RECORDS FOR THIS TASK
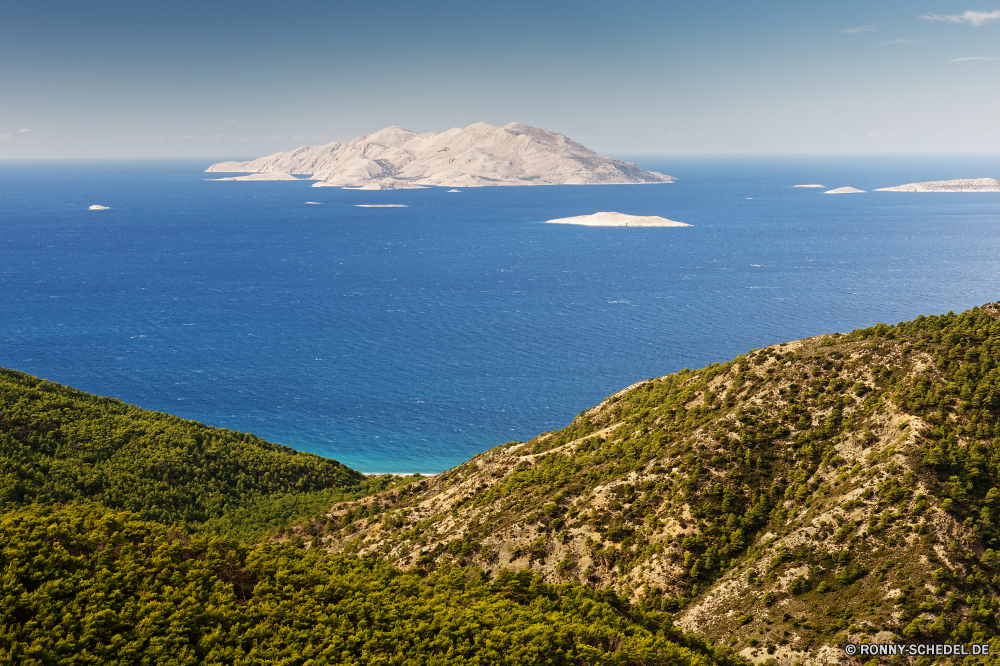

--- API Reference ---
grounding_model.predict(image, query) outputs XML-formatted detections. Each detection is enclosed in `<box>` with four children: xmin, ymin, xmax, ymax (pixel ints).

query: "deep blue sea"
<box><xmin>0</xmin><ymin>156</ymin><xmax>1000</xmax><ymax>472</ymax></box>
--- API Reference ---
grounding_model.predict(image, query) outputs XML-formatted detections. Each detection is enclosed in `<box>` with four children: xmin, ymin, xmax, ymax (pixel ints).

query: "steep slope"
<box><xmin>306</xmin><ymin>305</ymin><xmax>1000</xmax><ymax>664</ymax></box>
<box><xmin>206</xmin><ymin>123</ymin><xmax>674</xmax><ymax>189</ymax></box>
<box><xmin>875</xmin><ymin>178</ymin><xmax>1000</xmax><ymax>192</ymax></box>
<box><xmin>0</xmin><ymin>368</ymin><xmax>398</xmax><ymax>538</ymax></box>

INSTRUCTION
Transcribe all of the material above word for word, but leave the picture out of your answer.

CORRECT RESPONSE
--- API Reference ---
grounding_model.predict(image, query) outputs XML-formatted detections. Each detection is enclosed in `<box>` with four children: xmin, ymin, xmax, ymax (pixel ints).

query: "deep blue sea"
<box><xmin>0</xmin><ymin>156</ymin><xmax>1000</xmax><ymax>472</ymax></box>
--- API Reference ---
grounding_model.predict(image, query) outputs XML-formatted detections. Each detection is enclosed in `<box>` with four children: xmin, ymin, xmax, ymax (pixel ints).

query: "steep slope"
<box><xmin>306</xmin><ymin>305</ymin><xmax>1000</xmax><ymax>664</ymax></box>
<box><xmin>206</xmin><ymin>123</ymin><xmax>674</xmax><ymax>189</ymax></box>
<box><xmin>875</xmin><ymin>178</ymin><xmax>1000</xmax><ymax>192</ymax></box>
<box><xmin>0</xmin><ymin>368</ymin><xmax>398</xmax><ymax>538</ymax></box>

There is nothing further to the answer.